DESCRIPTION OF THE TASK
Retype the data below line for line, leaving out the picture.

========================================================================

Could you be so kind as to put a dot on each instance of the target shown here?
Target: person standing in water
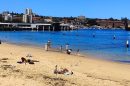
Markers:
(67, 46)
(93, 35)
(127, 44)
(49, 44)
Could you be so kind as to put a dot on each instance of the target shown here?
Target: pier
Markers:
(35, 27)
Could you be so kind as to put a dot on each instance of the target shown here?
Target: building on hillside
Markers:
(105, 23)
(7, 16)
(28, 16)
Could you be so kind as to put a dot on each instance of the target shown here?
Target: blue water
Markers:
(102, 46)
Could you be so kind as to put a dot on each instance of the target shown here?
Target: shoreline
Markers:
(64, 52)
(87, 71)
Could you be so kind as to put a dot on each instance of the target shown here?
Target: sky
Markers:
(67, 8)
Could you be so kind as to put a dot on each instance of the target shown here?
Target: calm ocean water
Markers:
(102, 46)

========================================================================

TASK ANSWER
Could you be so kind as to put a dot on each instance of the target shown here?
Target: person standing in water
Markers:
(67, 46)
(93, 35)
(127, 44)
(49, 44)
Could you be so kind as to put a dot on each instance of the target shown here?
Target: pier
Markers:
(35, 27)
Could you be so kind as to put a dot on each instance of the target shown here?
Target: building on hillside
Markers:
(105, 23)
(7, 16)
(28, 16)
Could you be so kind as to put a dot on each instance of the target shown here?
Target: blue water
Markers:
(102, 46)
Could you be so kind as to put a dot on each instance of the target shown here?
Target: shoreline
Markers:
(64, 52)
(87, 71)
Could you be so kind as to put a dot on each instance of the target shown here?
Target: sky
Markers:
(67, 8)
Could you be so kind as to put a dot on each instance of the target shown here?
Target: calm ocean water
Markers:
(102, 46)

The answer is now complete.